== EXTRACT PROVIDED ==
*** Block opens ***
Genetic screening for cystic fibrosis mutations helps individuals and couples identify their risk of having a child with the disease, an Australian study shows.
The research, published in the journal Genetics in Medicine, is titled “Reproductive genetic carrier screening for cystic fibrosis, fragile X syndrome, and spinal muscular atrophy in Australia: outcomes of 12,000 tests.”
Genetic screening for CF has been available in Victoria, Australia, since 2006. In late 2012, the Victorian Clinical Genetics Services developed a multi-disorder genetic screening tool called prepair. It not only tests for CF, but also for spinal muscular atrophy and fragile X syndrome.
Researchers checked the results of the first 12,000 screenings. They identified 610 people with mutations: 342 for CF, 241 for spinal muscular atrophy, and 35 for fragile X syndrome.
The CF screening covered 38 mutations of CFTR, the gene that’s defective in CF. Those 38 account for 90 of people with CF mutations in white Australians.
Mutations cause the gene to produce a faulty protein — and this abnormality leads to the buildup of thick, sticky mucus in lungs and the digestive system.
Victoria followed American College of Medical Genetics and Genomics in deciding to test for 23 CF mutations. In deciding to test for the other 15 mutations, it took into account their frequency in the Australian population and the severity of the disease that a mutation is associated with.
In addition, “individuals with a known familial variant [a mutation running in a family] that was not included in the 38 panel were offered testing for that variant,” the researchers wrote.
The test identified 22 CFTR mutations in the 342 carriers. Ninety-seven percent, or 331, had mutations that the American College of Medical Genetics and Genomics recommends be tested for. Three percent, or 10 carriers, had six other mutations that the customized test screened for. And one carrier had a mutation running in the family.
The screening identified 14 individuals or couples at increased risk of having a child with CF. Six had a family history of the disease.
“For 12 of the 14 CF carrier couples, both partners were carriers of a CFTR variant in the ACMG [American College of Medical Genetics and Genomics] list of 23 variants recommended for population screening,” the researchers wrote.
Testing confirmed a CF diagnosis in four cases of a wife’s pregnancy. Three of the four couples in those situations decided to terminate the pregnancy.
Overall, “offering screening through a coordinated clinical and laboratory service ensures patients are supported to make informed reproductive choices,“ the team concluded.
*** Block closes ***
== EXERCISE DETAILS ==
Reproduce the passage of the cystic fibrosis screening article that begins with the words containing "Genetic screening for cystic" and ends with "Australian study shows.". The data is not required for any of the work here.

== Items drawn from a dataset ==
*** Block opens ***
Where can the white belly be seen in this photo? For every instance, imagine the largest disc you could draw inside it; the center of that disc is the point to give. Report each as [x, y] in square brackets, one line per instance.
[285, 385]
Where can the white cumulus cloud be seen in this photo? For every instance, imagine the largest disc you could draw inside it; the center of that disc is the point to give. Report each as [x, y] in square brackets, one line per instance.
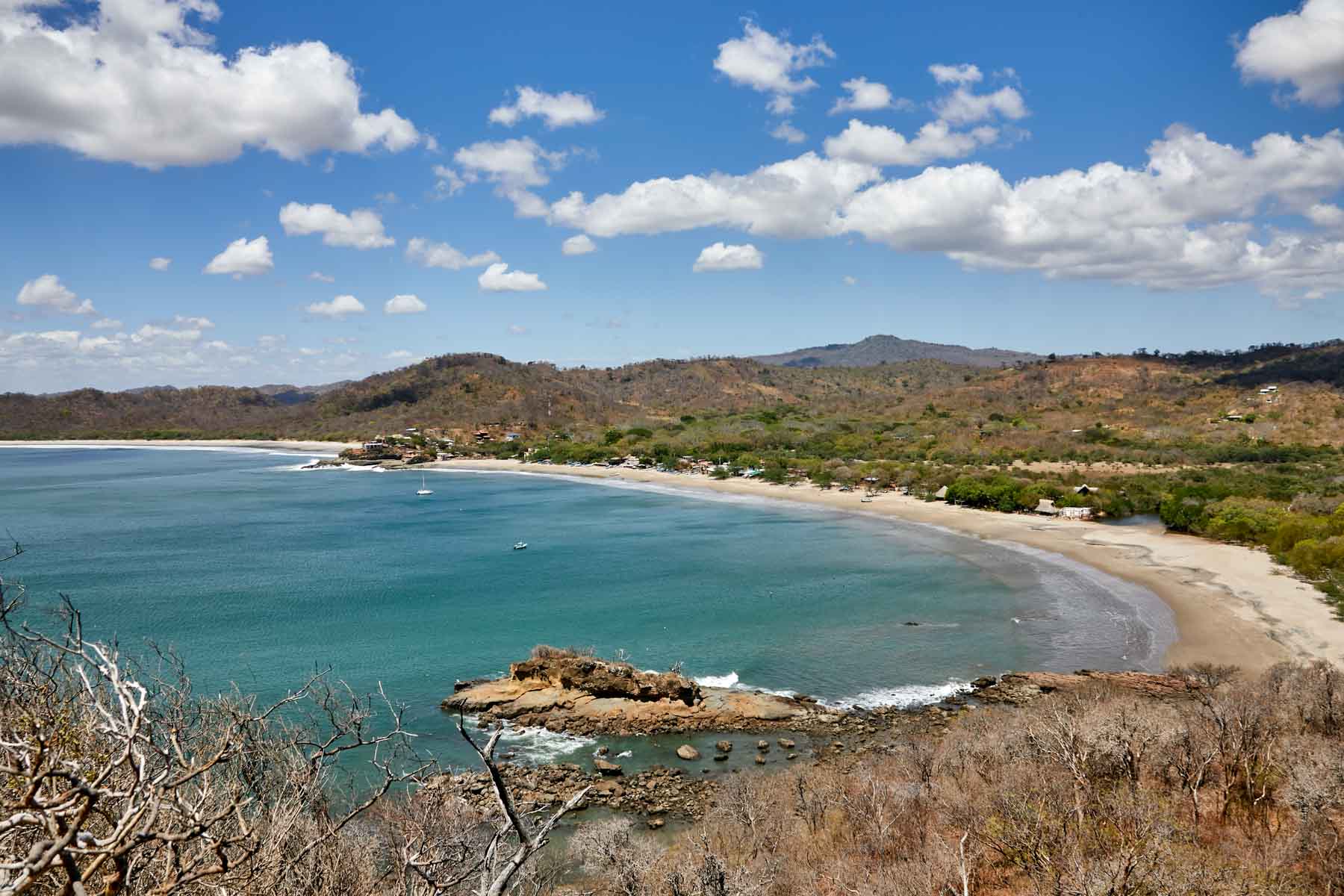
[721, 257]
[880, 146]
[1304, 47]
[961, 74]
[793, 198]
[788, 134]
[497, 279]
[336, 309]
[558, 111]
[867, 96]
[769, 63]
[512, 166]
[581, 245]
[49, 293]
[405, 305]
[140, 82]
[964, 107]
[361, 228]
[242, 258]
[429, 254]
*** Block closes ***
== SOLUTION ==
Genetic screening for cystic fibrosis mutations helps individuals and couples identify their risk of having a child with the disease, an Australian study shows.